— DIRECTION 1 —
In the article about the Middlebury opera rehearsal, rewrite the paragraph that begins "Anderson is perhaps best known" as a short bulleted list that keeps its main facts.
━━━━━ SOURCE DOCUMENT
MIDDLEBURY — Tenor Matt Morgan and baritone Andrew Cummings, in t-shirts and blue jeans, paced the rehearsal space on the ground floor of Middlebury’s Town Hall Theater last week. The two New Yorkers were all smiles until their accompanist started up, and then they snapped into character — goodbye, Middlebury, hello, Ceylon.
The two opera singers are leads in Bizet’s “The Pearl Fishers,” the seventh-season production of the Opera Company of Middlebury, and last week’s first rehearsal was the kick off for a three-week blitz of preparation for upcoming performances on June 4, 8, and 10.
Morgan and Cummings moved across the room, their singing voices muted to save their vocal chords from any strain. Leaning back in a chair on the other side of the room, hands clasped behind his head, Doug Anderson kept a close eye on the actors.
“Let’s stop here for a moment,” Anderson said, flapping his hand at the accompanist to stop.
Anderson is perhaps best known in Middlebury for playing the pied piper to the hundreds of local residents who rallied behind a 10-year effort to turn Middlebury’s ancient town hall into a community arts theater to rival the best in the country. He still leads that charge as the executive director of the Town Hall Theater, a job that calls for wrangling acts and events, drumming up funds and filling seats at the renovated venue.
But it’s here, in the rehearsal space at the theater, that Anderson moves into the other role he inhabits: that of the artistic director. And though his tenure as the executive director at the theater has been marked by success, it’s Anderson’s stage efforts that consistently earn standing ovations from audiences and actors alike.
There was no time last week to dwell on past successes, though: Anderson and his company of singers had three weeks to get into shape for their performances. The condensed rehearsal schedule means quick turn-around for the singers, Morgan admitted — some companies spend more than a month on staging alone.
But the mood in the rehearsal space was jovial rather than rushed, and already the singers and director bantered like old friends. Morgan and Cummings were practicing “Au fond du temple saint,” arguably the opera’s most famous song. The duet is beloved by many classical music fans, though few know it derives from Bizet’s opera.
━━━━━━━━━━
━━━━━ RECORDS SUPPLIED
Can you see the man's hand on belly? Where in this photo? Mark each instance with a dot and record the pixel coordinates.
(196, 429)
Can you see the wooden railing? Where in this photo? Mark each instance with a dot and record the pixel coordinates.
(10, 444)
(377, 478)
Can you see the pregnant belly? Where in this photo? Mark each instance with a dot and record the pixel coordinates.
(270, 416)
━━━━━━━━━━
— DIRECTION 2 —
Print every line of the listing above without any changes, including each set of coordinates.

— CORRECT RESPONSE 1 —
- In Middlebury, Anderson is perhaps best known for leading the hundreds of local residents who backed a 10-year effort to turn the town's ancient town hall into a community arts theater that could rival the best in the country.
- He still leads that effort as executive director of the Town Hall Theater.
- The job involves wrangling acts and events, raising funds, and filling seats at the renovated venue.

— CORRECT RESPONSE 2 —
Can you see the man's hand on belly? Where in this photo? Mark each instance with a dot and record the pixel coordinates.
(196, 429)
Can you see the wooden railing? Where in this photo? Mark each instance with a dot and record the pixel coordinates.
(10, 444)
(377, 478)
Can you see the pregnant belly? Where in this photo? Mark each instance with a dot and record the pixel coordinates.
(270, 416)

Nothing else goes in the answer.